§ ENTRIES SUPPLIED:

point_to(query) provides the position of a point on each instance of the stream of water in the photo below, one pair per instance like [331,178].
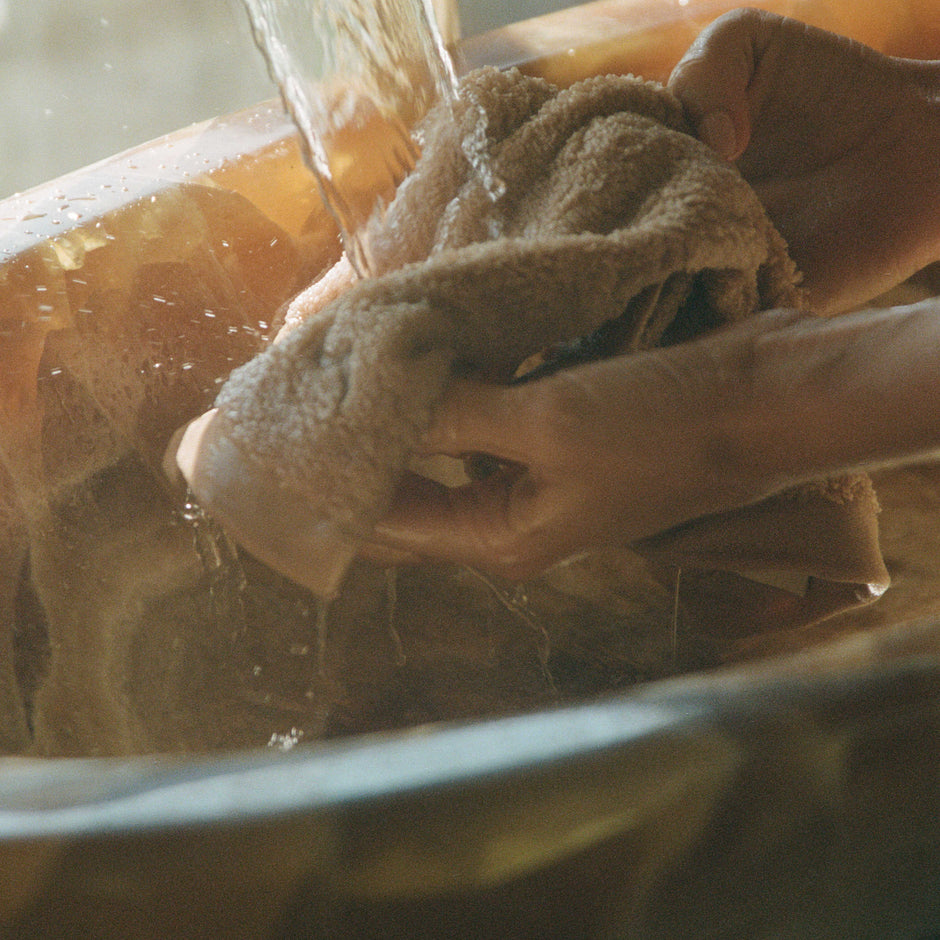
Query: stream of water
[356,76]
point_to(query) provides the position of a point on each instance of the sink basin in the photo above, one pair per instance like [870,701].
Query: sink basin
[170,776]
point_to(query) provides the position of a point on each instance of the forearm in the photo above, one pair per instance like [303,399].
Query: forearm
[825,396]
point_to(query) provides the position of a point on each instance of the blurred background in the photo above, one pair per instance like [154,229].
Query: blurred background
[81,80]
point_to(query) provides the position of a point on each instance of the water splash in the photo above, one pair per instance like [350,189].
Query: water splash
[391,608]
[356,76]
[218,555]
[516,601]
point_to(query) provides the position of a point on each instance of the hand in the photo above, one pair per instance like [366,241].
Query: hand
[608,453]
[593,456]
[839,142]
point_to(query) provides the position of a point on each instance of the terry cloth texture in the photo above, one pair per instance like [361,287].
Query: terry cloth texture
[534,217]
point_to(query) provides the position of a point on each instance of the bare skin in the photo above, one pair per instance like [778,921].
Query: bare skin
[842,145]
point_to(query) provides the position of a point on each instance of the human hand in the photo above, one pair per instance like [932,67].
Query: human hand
[614,451]
[593,456]
[839,142]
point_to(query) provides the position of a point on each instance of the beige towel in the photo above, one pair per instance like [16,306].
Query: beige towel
[584,207]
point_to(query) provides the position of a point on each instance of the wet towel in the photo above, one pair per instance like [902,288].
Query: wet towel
[534,217]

§ AIM: Make a verbatim copy of all the entries and strip out the pictures.

§ COMPLETE OUTPUT:
point_to(query) provides the position of a point on each instance of the stream of water in the photo below, one pair per instance like [331,178].
Query: stream of water
[356,76]
point_to(query) provides the position of a point on each instance of the sink basin in the photo above, one pair per instance like [870,701].
Query: sink basin
[170,776]
point_to(query) provides the position of a point on each instance of the forearm in the photo above, one pair per instance like [303,399].
Query: forearm
[825,396]
point_to(query) provides the position of a point on each instance of the blurred background in the photo above, one pair per instance like [154,229].
Query: blurred background
[81,80]
point_to(query) provides the position of a point on each instance of the water splash in the photo above, one pair per instance like [350,189].
Query: water splash
[391,608]
[356,76]
[218,555]
[516,601]
point_to(query) provides the position of a point on each instance of the hand in the photo above, one pair per instance like [366,241].
Query: hand
[608,453]
[593,456]
[839,142]
point_to(query) provides the position of a point on each instance of the terry cloth texture in the photo above, one pair per instance like [361,287].
Query: terry cloth texture
[534,217]
point_to(query) provides the position of a point on each instance of the bare skin in the photo above, one pair per instance like [778,921].
Query: bare skin
[842,145]
point_to(query) provides the position of a point on each instance of the human hand in the photo above, one pair per instance like [932,67].
Query: human hand
[614,451]
[593,456]
[839,142]
point_to(query) provides the position of a point on each instance of the beige towel in the photo above, one pair per instance like [16,306].
Query: beige towel
[584,207]
point_to(query) provides the position of a point on each instance of the wet towel in the photo above, one pair per instance like [902,288].
Query: wet towel
[534,217]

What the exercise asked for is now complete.